### EXERCISE INPUT
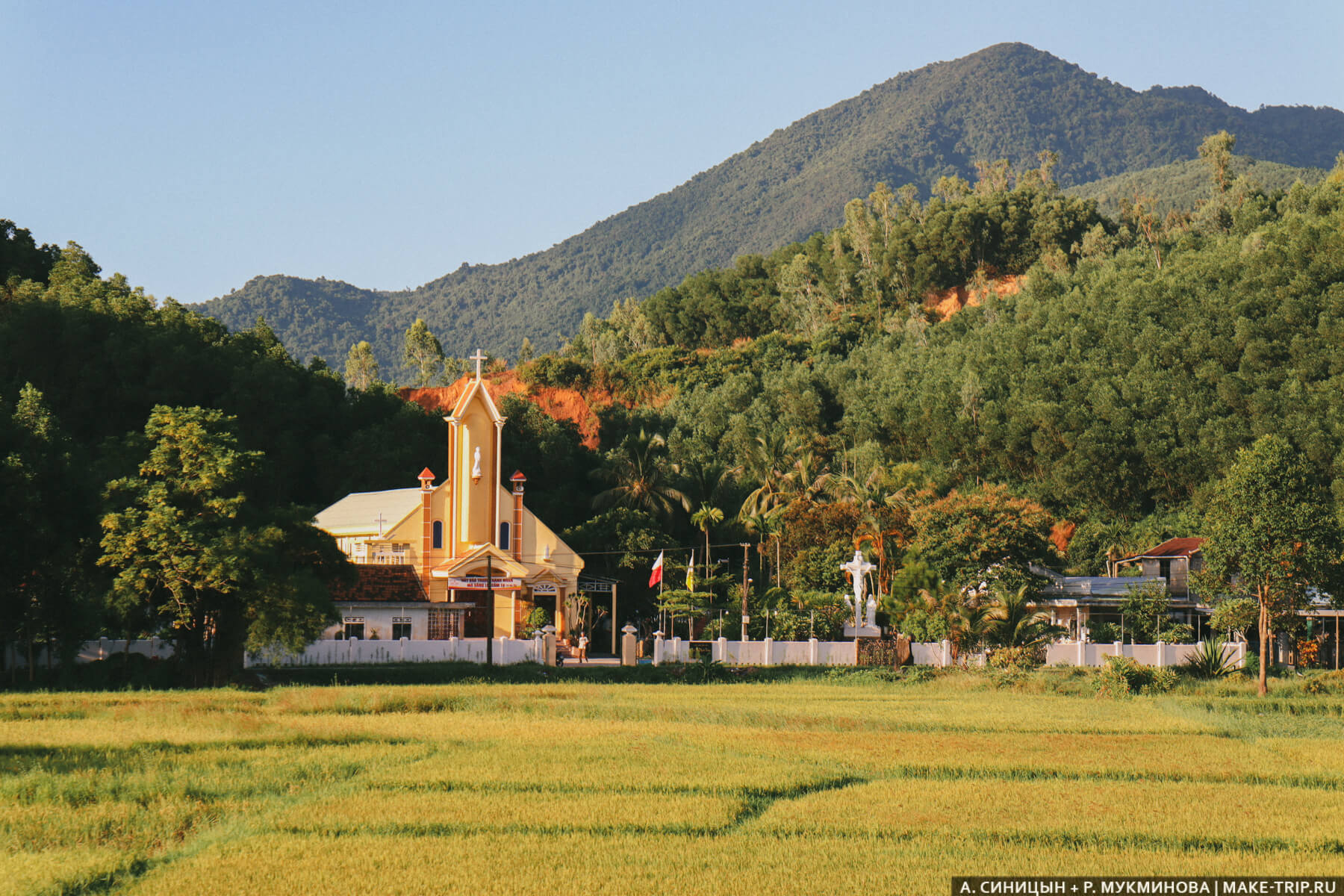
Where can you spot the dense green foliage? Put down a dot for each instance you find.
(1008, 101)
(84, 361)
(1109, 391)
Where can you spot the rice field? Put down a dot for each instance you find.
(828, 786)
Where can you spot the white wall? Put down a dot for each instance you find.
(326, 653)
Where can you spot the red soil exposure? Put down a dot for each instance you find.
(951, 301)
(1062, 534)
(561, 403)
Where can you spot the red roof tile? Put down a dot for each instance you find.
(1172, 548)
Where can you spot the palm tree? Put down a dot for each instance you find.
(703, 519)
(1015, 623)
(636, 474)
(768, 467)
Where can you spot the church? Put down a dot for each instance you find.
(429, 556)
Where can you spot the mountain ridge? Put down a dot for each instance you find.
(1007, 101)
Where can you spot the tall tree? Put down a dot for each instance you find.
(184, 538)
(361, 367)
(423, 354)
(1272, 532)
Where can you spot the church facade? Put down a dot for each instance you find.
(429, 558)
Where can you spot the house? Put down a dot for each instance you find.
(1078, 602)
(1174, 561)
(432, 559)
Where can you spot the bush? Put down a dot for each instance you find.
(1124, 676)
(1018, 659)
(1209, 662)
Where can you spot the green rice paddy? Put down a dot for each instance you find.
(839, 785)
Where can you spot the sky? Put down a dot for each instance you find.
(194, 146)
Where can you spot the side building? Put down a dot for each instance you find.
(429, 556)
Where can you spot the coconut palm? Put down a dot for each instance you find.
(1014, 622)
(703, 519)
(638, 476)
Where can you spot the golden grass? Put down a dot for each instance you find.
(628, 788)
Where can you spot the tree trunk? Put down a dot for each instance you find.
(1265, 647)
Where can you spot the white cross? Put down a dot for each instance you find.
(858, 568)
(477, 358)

### PROBLEM STATEMENT
Reproduce all of the records above word for word, leaving out the pictures.

### THE SOLUTION
Where can you spot the dense green foliage? Put down a dot for each instance you find.
(1008, 101)
(84, 361)
(1109, 391)
Where can you spot the rice field? Put down a dot for each instance you find.
(828, 786)
Where can you spot the white wall? Put down a dot for each instance you find.
(326, 653)
Where can you spot the red soil exposure? Put down a dot for each instance you find.
(951, 301)
(1062, 534)
(561, 403)
Where can you spot the red roof tile? Put down a dot for each instance you find.
(1172, 548)
Where can you spot the palm tree? Put down a dot for each instance you find.
(703, 519)
(1015, 623)
(636, 474)
(768, 467)
Where can you spot the church? Put down a dot for each instance you find.
(429, 556)
Where can you spot the mountain ridge? Put down a dot for each instance you find.
(1007, 101)
Where can you spot the tall tree? Put down a dot for each instance you find.
(184, 538)
(361, 367)
(423, 354)
(1272, 532)
Where can you spot the church facade? Put down a dot for each instance you find.
(429, 558)
Where can you spot the house? Put down a dot for each instance you find.
(1078, 602)
(1174, 561)
(432, 559)
Where can you spot the bush? Put down a dot for each instance you find.
(1124, 676)
(1018, 659)
(1209, 662)
Where can you spot the green rice paddy? Put down a dot for each instance you find.
(839, 785)
Where can you spot the sky? Put down a dot for each instance you find.
(194, 146)
Where can you spot the side building? Put down a dot for each instance you find.
(429, 556)
Where can you spot the coconut palm? Put down a dot for each instance you find.
(1014, 622)
(703, 519)
(638, 476)
Where can you spot the golden grass? Put down a dot for each instance you find.
(628, 788)
Where can you spot the tree trunk? Put down a dot for each instance you find.
(1265, 647)
Where can you spot the white cross? Put down a dot for each instance you find.
(858, 568)
(477, 358)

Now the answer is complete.